DATASET CONTENT =
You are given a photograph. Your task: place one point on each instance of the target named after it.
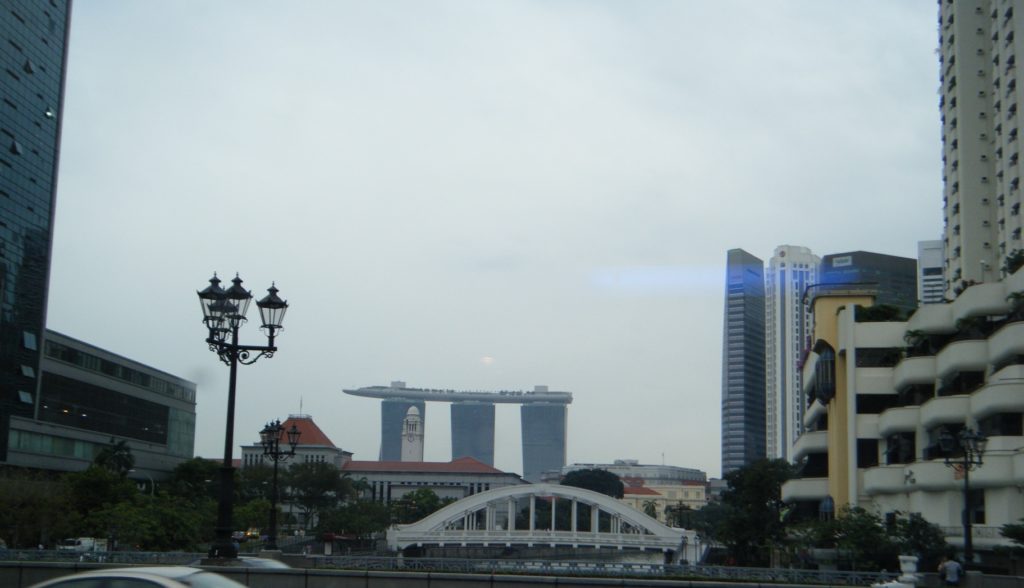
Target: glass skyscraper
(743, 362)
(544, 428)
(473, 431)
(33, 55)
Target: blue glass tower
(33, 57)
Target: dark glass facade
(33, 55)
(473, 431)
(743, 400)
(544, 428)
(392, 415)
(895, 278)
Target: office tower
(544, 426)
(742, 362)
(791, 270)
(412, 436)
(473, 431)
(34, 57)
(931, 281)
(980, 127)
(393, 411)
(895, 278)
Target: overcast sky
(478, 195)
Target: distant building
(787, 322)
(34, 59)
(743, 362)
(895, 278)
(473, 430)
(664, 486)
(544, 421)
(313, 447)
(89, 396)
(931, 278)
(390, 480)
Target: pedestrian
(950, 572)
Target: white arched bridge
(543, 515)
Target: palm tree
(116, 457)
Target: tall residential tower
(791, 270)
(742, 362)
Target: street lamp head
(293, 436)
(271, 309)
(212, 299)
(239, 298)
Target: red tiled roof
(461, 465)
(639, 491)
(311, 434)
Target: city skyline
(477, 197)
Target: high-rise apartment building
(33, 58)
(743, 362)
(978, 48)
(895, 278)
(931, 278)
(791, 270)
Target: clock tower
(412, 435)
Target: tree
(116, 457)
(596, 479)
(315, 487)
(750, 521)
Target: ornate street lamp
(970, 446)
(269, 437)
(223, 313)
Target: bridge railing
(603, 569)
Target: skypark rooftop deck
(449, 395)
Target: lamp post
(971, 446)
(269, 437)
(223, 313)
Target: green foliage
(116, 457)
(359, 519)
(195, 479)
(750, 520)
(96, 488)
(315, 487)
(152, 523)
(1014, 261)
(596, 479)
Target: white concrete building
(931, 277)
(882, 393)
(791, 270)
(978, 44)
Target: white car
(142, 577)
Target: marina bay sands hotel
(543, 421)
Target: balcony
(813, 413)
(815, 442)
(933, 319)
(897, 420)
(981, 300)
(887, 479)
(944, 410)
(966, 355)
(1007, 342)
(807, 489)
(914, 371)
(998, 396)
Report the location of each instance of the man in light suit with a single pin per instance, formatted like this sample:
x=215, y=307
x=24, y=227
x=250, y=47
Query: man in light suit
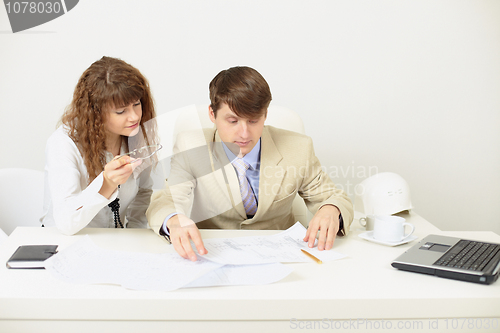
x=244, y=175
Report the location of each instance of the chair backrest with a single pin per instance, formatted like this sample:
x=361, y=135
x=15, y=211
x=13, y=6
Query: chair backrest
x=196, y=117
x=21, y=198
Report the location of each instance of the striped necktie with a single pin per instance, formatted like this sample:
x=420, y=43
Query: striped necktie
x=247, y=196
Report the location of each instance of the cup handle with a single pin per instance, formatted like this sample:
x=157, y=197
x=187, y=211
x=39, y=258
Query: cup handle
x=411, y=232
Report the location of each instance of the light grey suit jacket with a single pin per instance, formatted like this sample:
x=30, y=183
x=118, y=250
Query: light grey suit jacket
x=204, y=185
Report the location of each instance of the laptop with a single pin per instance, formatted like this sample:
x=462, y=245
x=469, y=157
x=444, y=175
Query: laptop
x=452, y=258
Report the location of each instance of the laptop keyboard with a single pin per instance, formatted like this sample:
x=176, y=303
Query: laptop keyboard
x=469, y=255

---

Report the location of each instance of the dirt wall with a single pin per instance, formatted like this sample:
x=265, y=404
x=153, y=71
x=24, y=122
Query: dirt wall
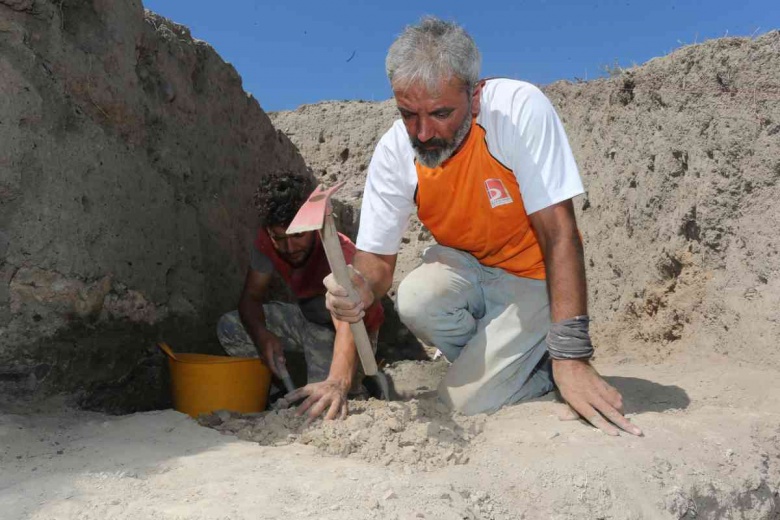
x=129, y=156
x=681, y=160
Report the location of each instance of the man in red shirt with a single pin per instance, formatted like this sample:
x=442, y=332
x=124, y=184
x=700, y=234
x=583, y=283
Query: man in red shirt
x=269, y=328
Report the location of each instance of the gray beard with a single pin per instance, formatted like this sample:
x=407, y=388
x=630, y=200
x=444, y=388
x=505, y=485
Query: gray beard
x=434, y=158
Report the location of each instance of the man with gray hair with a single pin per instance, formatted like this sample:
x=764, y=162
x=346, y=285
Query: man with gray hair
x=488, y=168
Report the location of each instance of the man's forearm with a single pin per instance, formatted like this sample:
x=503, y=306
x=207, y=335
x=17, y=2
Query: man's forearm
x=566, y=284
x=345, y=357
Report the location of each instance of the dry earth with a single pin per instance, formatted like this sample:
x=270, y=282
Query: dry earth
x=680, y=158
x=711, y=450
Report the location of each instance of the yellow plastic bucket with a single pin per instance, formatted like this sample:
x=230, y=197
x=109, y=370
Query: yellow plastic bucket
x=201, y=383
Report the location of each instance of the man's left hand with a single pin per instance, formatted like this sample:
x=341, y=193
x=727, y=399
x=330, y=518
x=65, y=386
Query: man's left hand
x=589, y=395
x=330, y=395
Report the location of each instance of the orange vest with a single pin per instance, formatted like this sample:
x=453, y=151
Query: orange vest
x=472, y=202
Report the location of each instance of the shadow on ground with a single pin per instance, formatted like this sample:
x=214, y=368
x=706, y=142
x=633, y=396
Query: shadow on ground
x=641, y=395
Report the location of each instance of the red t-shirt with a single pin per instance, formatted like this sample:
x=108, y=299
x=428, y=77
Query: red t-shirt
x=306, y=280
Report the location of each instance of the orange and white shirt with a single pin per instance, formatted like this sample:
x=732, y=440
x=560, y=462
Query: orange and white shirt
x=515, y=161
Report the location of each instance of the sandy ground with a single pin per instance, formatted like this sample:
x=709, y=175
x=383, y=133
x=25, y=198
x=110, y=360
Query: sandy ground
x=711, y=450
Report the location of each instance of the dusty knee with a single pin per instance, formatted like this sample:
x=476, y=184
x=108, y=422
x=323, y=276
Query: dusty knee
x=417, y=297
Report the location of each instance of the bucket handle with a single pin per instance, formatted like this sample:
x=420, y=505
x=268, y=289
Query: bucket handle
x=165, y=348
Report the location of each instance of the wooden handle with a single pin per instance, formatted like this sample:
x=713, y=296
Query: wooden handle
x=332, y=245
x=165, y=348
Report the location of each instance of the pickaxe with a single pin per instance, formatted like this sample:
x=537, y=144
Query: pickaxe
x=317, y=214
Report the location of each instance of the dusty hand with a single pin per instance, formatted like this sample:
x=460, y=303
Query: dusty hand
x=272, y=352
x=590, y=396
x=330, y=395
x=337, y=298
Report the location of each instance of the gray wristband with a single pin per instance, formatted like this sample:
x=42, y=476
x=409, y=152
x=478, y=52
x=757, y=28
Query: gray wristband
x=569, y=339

DIRECTIONS FOR THIS TASK = Could you write out, exactly as they stand, only the lines above that begin at the line with "x=442, y=332" and stop after the line with "x=706, y=142"?

THE ANSWER =
x=442, y=332
x=124, y=184
x=700, y=234
x=583, y=283
Query: man in red shirt
x=269, y=328
Report the location of each instance of the gray beard with a single pin per instance, formatted like this sample:
x=407, y=388
x=630, y=200
x=444, y=388
x=505, y=485
Query: gray beard
x=434, y=158
Report the location of each instance of the man with gray hair with a single pin per instance, formatted like this sample:
x=764, y=162
x=346, y=285
Query: man with gray hair
x=488, y=168
Report the location of each instance of the man's forearm with a single pin per instance, formatted like this sample:
x=503, y=306
x=207, y=335
x=17, y=2
Query: man's forearm
x=566, y=284
x=345, y=357
Report the location of each instance of the dry earth with a single pin per instance, formatted like this sample:
x=270, y=282
Query: dry earth
x=680, y=158
x=711, y=450
Report the location of each instance of the yellow plastic bucket with a single pin per instance, formatted like this sample:
x=230, y=197
x=109, y=370
Query: yellow plastic bucket
x=201, y=383
Report the location of each instance of the man's left hand with a single pin per instance, formatted like this sample:
x=341, y=193
x=727, y=399
x=330, y=518
x=65, y=386
Query: man's left hand
x=589, y=395
x=330, y=395
Report the location of each instance of the orange vest with a single pin per instance, formatted like this sample:
x=453, y=151
Query: orange vest
x=472, y=202
Report the location of each instance of the shadow on ground with a single pin per instance, formatted like this sample:
x=214, y=368
x=706, y=142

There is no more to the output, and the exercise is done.